TEXT TO READ:
______
Yeah, that crying jag convinced no one, Kristin...luckily for
you, what follows does.
3) Look, even if this show wasn't a clever and modern fusion of Nancy Drew and Mike Hammer, I'd still watch it for the interaction between Bell and Colantoni. Does the scene where Keith finally grants five year old Veronica's wish and gets her a water bed have anything to do with the main plot? Hell, no. But is it a vital, alive and funny scene that's entertaining? Damn straight.

4) You'll notice I haven't said much about the A plot yet...and it's because even now, after repeated viewings, I am very ambivalent about it. I think there's a point Rob Thomas and scripter Russell Smith are making about not everything society would deem a 'cult' being sinister and evil...but in making that point I wonder if they go too far in the other direction.

5) Another problem with the A plot--given what we've seen of Veronica's romantic life so far, I find it hard to accept she would go from contempt to borderline crushing on Jonathen Bennet's Casey so quickly. There's a little chemistry between the two, but the abruptness of the transition doesn't quite work for me...

" ambivilence here...
I's a total creep.'
6) And it also doesn't help that Ray Proscia's Deprogamming Guy is such a thorough and total creep (he's billed as 'Ice Cold Guy' in the credits...and let's be honest, Proscia's specialty is ice-cold creeps). It unbalances the debate to an extreme, when a less threatening, more nuanced character would keep us open to both sides of the issue the episode is raising.

7) That being said, I'm glad that the script is self-aware enough to allow the voice of reason to spring from Wallace's mouth, proving to us why Veronica needs him as her Watson. And I love the fact that some of Veronica's funniest lines to date come from this A Plot.

8) Ascribing base motivations to the parents towards the end of the episode, making their desire to save their son from this cult all about money, furthers the one-sidedness of this episode. And it's doubly frustrating because the two characters seem a little stuck-up, but genuinely concerned in their scenes.
______
DATASET RECORDS:

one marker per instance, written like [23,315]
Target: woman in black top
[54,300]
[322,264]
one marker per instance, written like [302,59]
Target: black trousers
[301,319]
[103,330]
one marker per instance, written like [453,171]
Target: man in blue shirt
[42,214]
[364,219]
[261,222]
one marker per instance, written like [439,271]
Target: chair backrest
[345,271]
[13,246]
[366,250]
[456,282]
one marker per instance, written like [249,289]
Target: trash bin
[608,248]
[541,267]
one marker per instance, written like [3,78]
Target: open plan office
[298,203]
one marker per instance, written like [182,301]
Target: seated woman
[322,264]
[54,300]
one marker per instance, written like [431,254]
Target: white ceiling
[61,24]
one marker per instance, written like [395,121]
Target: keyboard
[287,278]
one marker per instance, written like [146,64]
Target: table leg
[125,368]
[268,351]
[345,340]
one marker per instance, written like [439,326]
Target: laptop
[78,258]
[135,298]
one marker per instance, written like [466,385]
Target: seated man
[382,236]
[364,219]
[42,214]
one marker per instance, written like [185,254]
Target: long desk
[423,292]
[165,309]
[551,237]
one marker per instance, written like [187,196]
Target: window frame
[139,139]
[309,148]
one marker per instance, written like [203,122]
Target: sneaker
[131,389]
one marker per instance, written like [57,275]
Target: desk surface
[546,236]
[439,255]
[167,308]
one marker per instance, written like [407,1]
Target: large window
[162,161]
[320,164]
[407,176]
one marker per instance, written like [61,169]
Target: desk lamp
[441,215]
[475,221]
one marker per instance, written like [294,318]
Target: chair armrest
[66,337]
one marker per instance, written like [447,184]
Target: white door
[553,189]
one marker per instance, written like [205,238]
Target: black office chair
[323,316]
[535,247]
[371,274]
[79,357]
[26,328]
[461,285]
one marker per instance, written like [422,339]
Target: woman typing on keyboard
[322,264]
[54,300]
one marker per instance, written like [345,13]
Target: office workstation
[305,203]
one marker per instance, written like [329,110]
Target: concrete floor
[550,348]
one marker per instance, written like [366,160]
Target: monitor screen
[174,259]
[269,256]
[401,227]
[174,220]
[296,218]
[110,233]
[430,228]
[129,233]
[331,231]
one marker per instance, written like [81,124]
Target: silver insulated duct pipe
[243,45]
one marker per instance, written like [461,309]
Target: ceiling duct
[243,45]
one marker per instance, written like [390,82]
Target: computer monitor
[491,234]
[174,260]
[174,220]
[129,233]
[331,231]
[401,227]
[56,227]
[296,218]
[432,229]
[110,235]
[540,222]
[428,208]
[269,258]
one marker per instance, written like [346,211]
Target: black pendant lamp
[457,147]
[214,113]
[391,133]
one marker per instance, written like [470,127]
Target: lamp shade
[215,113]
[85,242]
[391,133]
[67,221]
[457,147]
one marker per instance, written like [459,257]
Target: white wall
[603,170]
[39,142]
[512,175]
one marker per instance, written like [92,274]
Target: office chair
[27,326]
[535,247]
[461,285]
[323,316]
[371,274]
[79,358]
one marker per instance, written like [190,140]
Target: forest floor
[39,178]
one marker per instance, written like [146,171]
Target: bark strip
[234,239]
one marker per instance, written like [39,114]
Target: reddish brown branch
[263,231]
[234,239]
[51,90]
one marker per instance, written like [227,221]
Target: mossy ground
______
WRITTEN INSTRUCTION A:
Write out the part of the episode review starting at "5) Another problem" and ending at "work for me...".
WRITTEN INSTRUCTION B:
Give again, word for word, the lines of the records starting at the line that contains "one marker per instance, written like [61,169]" and ending at the last line of the records, with both ends included.

WORKED SOLUTION A:
5) Another problem with the A plot--given what we've seen of Veronica's romantic life so far, I find it hard to accept she would go from contempt to borderline crushing on Jonathen Bennet's Casey so quickly. There's a little chemistry between the two, but the abruptness of the transition doesn't quite work for me...

WORKED SOLUTION B:
one marker per instance, written like [61,169]
Target: desk lamp
[441,215]
[475,221]
one marker per instance, written like [294,318]
Target: chair armrest
[66,337]
one marker per instance, written like [447,184]
Target: white door
[553,189]
one marker per instance, written like [205,238]
Target: black office chair
[323,316]
[535,247]
[371,274]
[79,357]
[26,328]
[461,285]
one marker per instance, written like [422,339]
Target: woman typing on keyboard
[322,264]
[54,300]
one marker per instance, written like [345,13]
Target: office workstation
[305,203]
one marker per instance, written like [329,110]
Target: concrete floor
[550,348]
one marker per instance, written like [366,160]
Target: monitor screen
[174,259]
[269,256]
[401,227]
[174,220]
[296,218]
[110,233]
[430,228]
[129,233]
[331,231]
one marker per instance, written like [81,124]
Target: silver insulated duct pipe
[243,45]
one marker per instance, written like [461,309]
Target: ceiling duct
[243,45]
one marker per instance, written like [390,82]
Target: computer monitor
[491,234]
[174,260]
[174,220]
[129,233]
[331,231]
[401,227]
[56,227]
[296,218]
[432,229]
[110,235]
[540,222]
[428,208]
[269,258]
one marker per instance, written like [346,211]
Target: black pendant lamp
[457,147]
[214,113]
[391,133]
one marker per instance, written like [470,127]
Target: lamp shade
[215,113]
[85,242]
[391,133]
[67,221]
[457,147]
one marker per instance, written like [459,257]
Target: white wall
[603,170]
[39,142]
[512,175]
one marker per instance, written like [92,274]
Target: office chair
[27,326]
[535,247]
[461,285]
[323,316]
[371,274]
[79,358]
one marker per instance, written like [190,140]
Target: forest floor
[39,178]
one marker per instance, written like [146,171]
Target: bark strip
[234,239]
one marker per instance, written like [39,114]
Target: reddish brown branch
[263,231]
[234,239]
[51,90]
one marker per instance, written like [227,221]
Target: mossy ground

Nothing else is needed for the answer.